------ Excerpt provided ------

The top court’s ruling in Fraser Hillary’s Limited v. Eddy Huang, et al. did not involve an insurer but the underlying circumstances are common and pose an issue for brokers. Clients can face civil suits and regulatory penalties – sometimes in the millions – if their properties are alleged to be polluted.

Moreover, the circumstances leading to the lawsuit against Fraser Hillary’s has similarities with a commercial liability coverage dispute in B.C. involving two large insurers.

Fraser Hillary’s, a dry cleaners on Bank St. north of the Rideau River (pictured), used chemicals containing tetrachloroethylene (a degreaser) and trichloroethylene between 1960 and 1974. Some of those chemicals spilled into the ground. It was in 1974 that the dry cleaner brought in new equipment that pretty much eliminated pollution risk.

But the cleaner was sued by Eddy Huang, who owns nearby properties and sought money to clean up his properties and reimburse him for environmental professionals he had hired. Huang was awarded more than $1.8 million in damages by the Ontario Superior Court of Justice in 2017, a ruling upheld on appeal. The dry cleaner applied for leave to the Supreme Court of Canada, which announced April 11 it will not hear an appeal. The top court does not issue reasons for denying leave to appeal.

------ Records shown ------

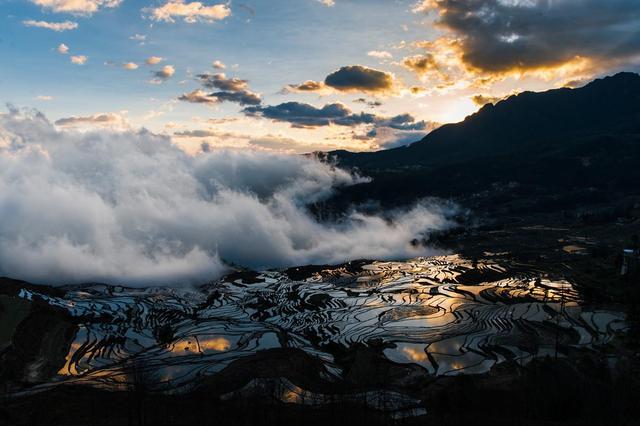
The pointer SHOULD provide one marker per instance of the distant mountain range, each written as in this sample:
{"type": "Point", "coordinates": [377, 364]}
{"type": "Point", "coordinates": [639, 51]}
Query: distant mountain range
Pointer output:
{"type": "Point", "coordinates": [582, 144]}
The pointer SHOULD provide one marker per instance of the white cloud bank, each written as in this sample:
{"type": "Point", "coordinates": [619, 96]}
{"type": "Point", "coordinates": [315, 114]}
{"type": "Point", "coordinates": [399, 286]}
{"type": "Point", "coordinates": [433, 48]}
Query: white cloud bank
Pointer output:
{"type": "Point", "coordinates": [130, 207]}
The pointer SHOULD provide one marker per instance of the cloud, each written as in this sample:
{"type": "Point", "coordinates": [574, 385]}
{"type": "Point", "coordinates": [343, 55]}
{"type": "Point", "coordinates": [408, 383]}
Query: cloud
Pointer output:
{"type": "Point", "coordinates": [304, 115]}
{"type": "Point", "coordinates": [360, 78]}
{"type": "Point", "coordinates": [220, 81]}
{"type": "Point", "coordinates": [421, 64]}
{"type": "Point", "coordinates": [164, 73]}
{"type": "Point", "coordinates": [131, 208]}
{"type": "Point", "coordinates": [109, 119]}
{"type": "Point", "coordinates": [77, 7]}
{"type": "Point", "coordinates": [307, 86]}
{"type": "Point", "coordinates": [380, 54]}
{"type": "Point", "coordinates": [502, 37]}
{"type": "Point", "coordinates": [54, 26]}
{"type": "Point", "coordinates": [198, 97]}
{"type": "Point", "coordinates": [219, 65]}
{"type": "Point", "coordinates": [62, 49]}
{"type": "Point", "coordinates": [352, 78]}
{"type": "Point", "coordinates": [190, 12]}
{"type": "Point", "coordinates": [230, 90]}
{"type": "Point", "coordinates": [78, 59]}
{"type": "Point", "coordinates": [154, 60]}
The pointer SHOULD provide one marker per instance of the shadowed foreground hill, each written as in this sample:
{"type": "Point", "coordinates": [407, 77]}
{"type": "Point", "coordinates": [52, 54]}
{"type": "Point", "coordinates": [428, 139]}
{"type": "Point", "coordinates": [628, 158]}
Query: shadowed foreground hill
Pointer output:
{"type": "Point", "coordinates": [578, 140]}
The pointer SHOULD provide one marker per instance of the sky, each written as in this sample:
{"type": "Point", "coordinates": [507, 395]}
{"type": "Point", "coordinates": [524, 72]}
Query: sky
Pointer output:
{"type": "Point", "coordinates": [299, 75]}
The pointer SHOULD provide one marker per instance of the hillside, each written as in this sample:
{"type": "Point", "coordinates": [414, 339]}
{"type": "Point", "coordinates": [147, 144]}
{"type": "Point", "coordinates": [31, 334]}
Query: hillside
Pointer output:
{"type": "Point", "coordinates": [573, 147]}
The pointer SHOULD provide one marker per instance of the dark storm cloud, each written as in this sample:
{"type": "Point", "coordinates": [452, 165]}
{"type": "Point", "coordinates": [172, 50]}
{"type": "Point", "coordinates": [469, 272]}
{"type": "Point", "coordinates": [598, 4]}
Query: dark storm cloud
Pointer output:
{"type": "Point", "coordinates": [305, 115]}
{"type": "Point", "coordinates": [350, 78]}
{"type": "Point", "coordinates": [358, 77]}
{"type": "Point", "coordinates": [502, 35]}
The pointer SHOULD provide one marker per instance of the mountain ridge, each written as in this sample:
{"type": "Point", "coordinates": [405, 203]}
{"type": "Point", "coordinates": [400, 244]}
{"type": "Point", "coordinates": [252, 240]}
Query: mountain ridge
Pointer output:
{"type": "Point", "coordinates": [559, 143]}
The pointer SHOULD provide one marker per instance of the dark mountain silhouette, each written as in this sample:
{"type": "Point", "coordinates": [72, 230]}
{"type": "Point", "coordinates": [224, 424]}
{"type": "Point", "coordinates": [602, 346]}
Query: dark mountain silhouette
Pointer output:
{"type": "Point", "coordinates": [570, 146]}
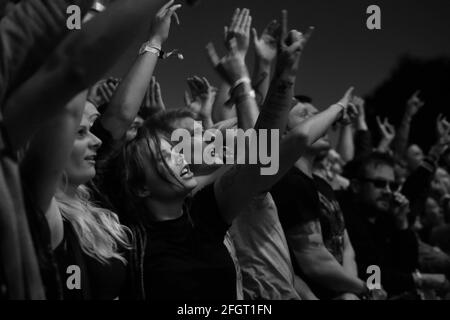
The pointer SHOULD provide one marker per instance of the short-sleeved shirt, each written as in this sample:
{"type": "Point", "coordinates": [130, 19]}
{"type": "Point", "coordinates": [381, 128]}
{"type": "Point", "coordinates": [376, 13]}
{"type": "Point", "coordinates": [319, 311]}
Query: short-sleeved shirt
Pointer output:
{"type": "Point", "coordinates": [263, 253]}
{"type": "Point", "coordinates": [301, 199]}
{"type": "Point", "coordinates": [186, 258]}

------

* Written problem: Continue the article about the Fraser Hillary's dry cleaner pollution lawsuit, picking up after its final sentence.

* Answer to this exercise:
Another Canadian dry cleaner sued by neighbouring property owners over pollution was West Van Lions Gate Cleaners Ltd., which filed claims with both Intact Insurance Company and Economical Mutual Insurance Company. In West Van Holdings Ltd. v. Economical Mutual Insurance Company, released April 5, the British Columbia Court of Appeal ruled that neither Intact nor Economical had a duty to defend West Van because the CGL policies had pollution exclusions. Initially, a B.C. Supreme Court judge had ruled that Economical and Intact did have a duty to defend West Van.

While no insurers were parties in Fraser Hillary’s Limited v. Eddy Huang, the circumstances of that Ontario case are of interest to commercial brokers because anyone with responsibility over property – whether an owner or tenant – can be held liable for contamination that occurred decades earlier.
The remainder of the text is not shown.